TASK BRIEF:
May I please have every record restated word for word, with the images left out?

RECORDS PROVIDED:
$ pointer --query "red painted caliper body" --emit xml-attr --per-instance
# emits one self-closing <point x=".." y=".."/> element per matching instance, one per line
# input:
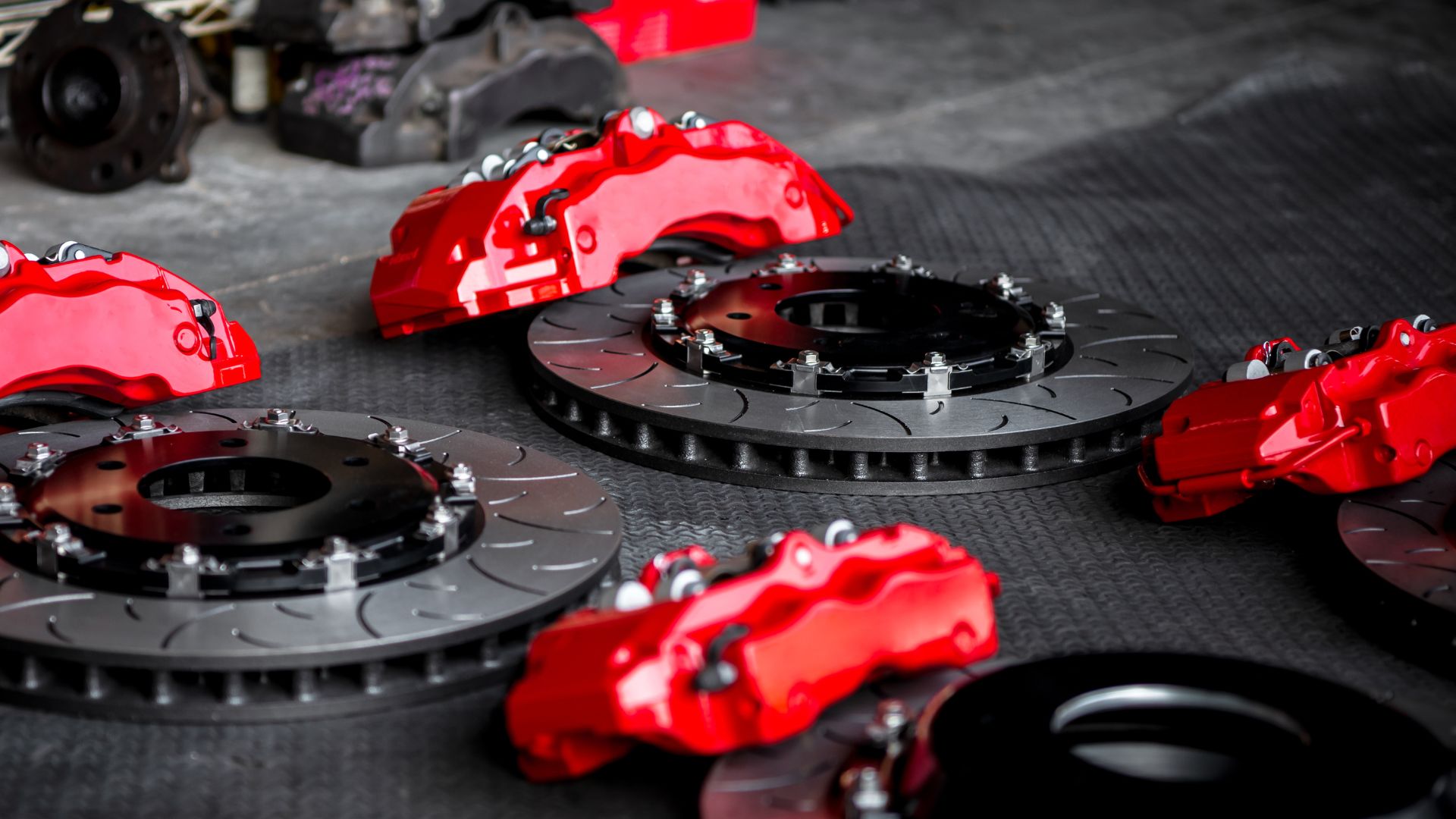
<point x="1372" y="419"/>
<point x="752" y="659"/>
<point x="478" y="246"/>
<point x="118" y="330"/>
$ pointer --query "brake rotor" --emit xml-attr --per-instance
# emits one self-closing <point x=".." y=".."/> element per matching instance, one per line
<point x="1136" y="735"/>
<point x="856" y="375"/>
<point x="1402" y="538"/>
<point x="246" y="564"/>
<point x="107" y="95"/>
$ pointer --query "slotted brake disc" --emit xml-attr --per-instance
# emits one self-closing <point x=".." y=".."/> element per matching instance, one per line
<point x="1402" y="539"/>
<point x="856" y="375"/>
<point x="249" y="564"/>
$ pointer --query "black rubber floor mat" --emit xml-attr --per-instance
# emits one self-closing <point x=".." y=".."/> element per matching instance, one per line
<point x="1293" y="203"/>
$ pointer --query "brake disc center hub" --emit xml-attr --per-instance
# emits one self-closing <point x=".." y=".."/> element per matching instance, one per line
<point x="873" y="333"/>
<point x="259" y="504"/>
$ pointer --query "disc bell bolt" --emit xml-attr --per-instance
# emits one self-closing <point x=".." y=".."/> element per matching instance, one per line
<point x="462" y="479"/>
<point x="664" y="314"/>
<point x="865" y="793"/>
<point x="1056" y="315"/>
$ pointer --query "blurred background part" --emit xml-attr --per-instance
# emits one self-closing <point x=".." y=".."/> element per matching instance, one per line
<point x="366" y="82"/>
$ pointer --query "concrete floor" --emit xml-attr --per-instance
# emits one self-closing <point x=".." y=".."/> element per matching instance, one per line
<point x="289" y="242"/>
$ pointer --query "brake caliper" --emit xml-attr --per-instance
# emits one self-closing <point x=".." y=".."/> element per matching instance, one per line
<point x="111" y="328"/>
<point x="1365" y="410"/>
<point x="705" y="656"/>
<point x="557" y="215"/>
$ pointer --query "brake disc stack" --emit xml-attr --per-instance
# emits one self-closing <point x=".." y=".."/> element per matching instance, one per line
<point x="1401" y="538"/>
<point x="1133" y="735"/>
<point x="249" y="564"/>
<point x="856" y="375"/>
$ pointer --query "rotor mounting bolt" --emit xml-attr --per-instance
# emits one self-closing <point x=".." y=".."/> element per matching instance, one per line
<point x="440" y="512"/>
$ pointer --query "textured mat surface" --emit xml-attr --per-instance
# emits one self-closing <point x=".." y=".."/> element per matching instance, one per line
<point x="1293" y="203"/>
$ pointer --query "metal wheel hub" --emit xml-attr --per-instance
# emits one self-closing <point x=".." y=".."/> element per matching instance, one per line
<point x="1139" y="735"/>
<point x="856" y="375"/>
<point x="246" y="564"/>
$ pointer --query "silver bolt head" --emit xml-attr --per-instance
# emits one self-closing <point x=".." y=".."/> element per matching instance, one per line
<point x="440" y="513"/>
<point x="642" y="123"/>
<point x="1245" y="371"/>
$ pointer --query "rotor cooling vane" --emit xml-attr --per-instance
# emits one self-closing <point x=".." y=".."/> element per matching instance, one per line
<point x="856" y="375"/>
<point x="265" y="564"/>
<point x="1133" y="735"/>
<point x="1401" y="538"/>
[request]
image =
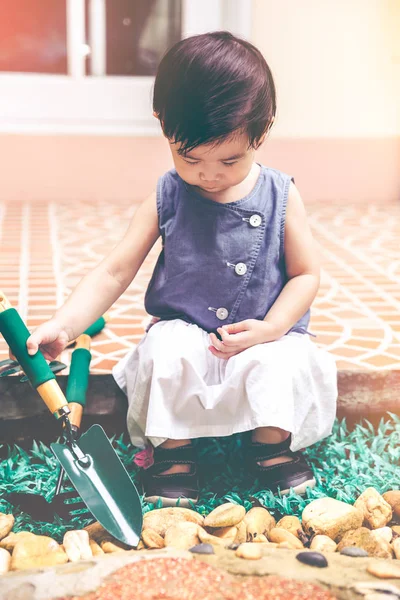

ANSWER TO THIS TASK:
$ pointer --query "red painted caliper body" --emit xml-attr --per-instance
# emits one self-closing <point x=".." y=".."/> element per matching instance, one per line
# input:
<point x="1372" y="419"/>
<point x="752" y="659"/>
<point x="478" y="246"/>
<point x="118" y="330"/>
$ pointer --query "brake rotor" --emit xml-attr --per-instance
# emits one self-closing <point x=".." y=".."/> element per matching instance, one per line
<point x="1136" y="735"/>
<point x="856" y="375"/>
<point x="1402" y="538"/>
<point x="246" y="564"/>
<point x="107" y="95"/>
$ pointer --query "slotted brake disc" --emit xml-attr --per-instance
# emits one self-closing <point x=".." y=".."/> element per matching instance, one per line
<point x="1402" y="539"/>
<point x="856" y="375"/>
<point x="249" y="564"/>
$ pointer --query "black rubber floor mat" --emit xml-attr --per-instance
# emits one self-closing <point x=".." y=".."/> element per matching instance, one per line
<point x="1293" y="203"/>
$ pointer --query "brake disc center hub" --emit xml-attr --per-instance
# emits one self-closing <point x=".." y=".."/> element per matching instance, one per line
<point x="873" y="333"/>
<point x="259" y="504"/>
$ pointer --query "disc bell bolt" --emit xml-attr --per-instance
# emits one self-closing <point x=".." y=".."/> element per matching instance, one per line
<point x="462" y="479"/>
<point x="664" y="314"/>
<point x="865" y="793"/>
<point x="1056" y="315"/>
$ pointer --query "blurred background part" --emit xml-attr --per-instance
# emits one self-closing <point x=".." y=".."/> element per matching instance, one per line
<point x="366" y="82"/>
$ pointer --query "concrete floor" --emit xml-attr --per-instance
# emits one self-closing <point x=".." y=".."/> element per matching instance, one per line
<point x="289" y="242"/>
$ pointer --query "brake caliper" --emit xml-attr --per-instance
# emits one self-closing <point x=".." y=".."/> element per matching instance, one per line
<point x="111" y="328"/>
<point x="1365" y="410"/>
<point x="705" y="656"/>
<point x="557" y="215"/>
$ pointer --query "brake disc stack" --emit xml-attr --per-instance
# emits one self-closing <point x=".." y=".."/> element per matching instance, one per line
<point x="1401" y="538"/>
<point x="1133" y="735"/>
<point x="249" y="564"/>
<point x="856" y="375"/>
$ pointer --query "rotor mounting bolt" --emit xml-attr --per-instance
# emits one self-closing <point x=".." y=".."/> element per matching instance, one per line
<point x="440" y="512"/>
$ pointer --query "textured mat surface" --emit xml-attr --per-instance
# emits one self-closing <point x=".." y=".."/> element per matching instance, one per line
<point x="1293" y="203"/>
$ pointer --query "metal wheel hub" --emit xml-attr --per-instance
# emits one self-closing <point x=".." y=".."/> element per matching instance, one per line
<point x="1139" y="735"/>
<point x="856" y="375"/>
<point x="246" y="564"/>
$ pointer --query "silver bolt head" --emit xml-attr --per-instance
# emits one self-closing <point x=".." y=".."/> element per matching instance, one per line
<point x="440" y="513"/>
<point x="642" y="123"/>
<point x="1245" y="371"/>
$ pointer --query "rotor cooling vane" --emit xml-attr --per-instance
# emits one self-closing <point x=".." y=".."/> element per matching instance, one per line
<point x="856" y="375"/>
<point x="265" y="564"/>
<point x="1133" y="735"/>
<point x="1401" y="538"/>
[request]
image =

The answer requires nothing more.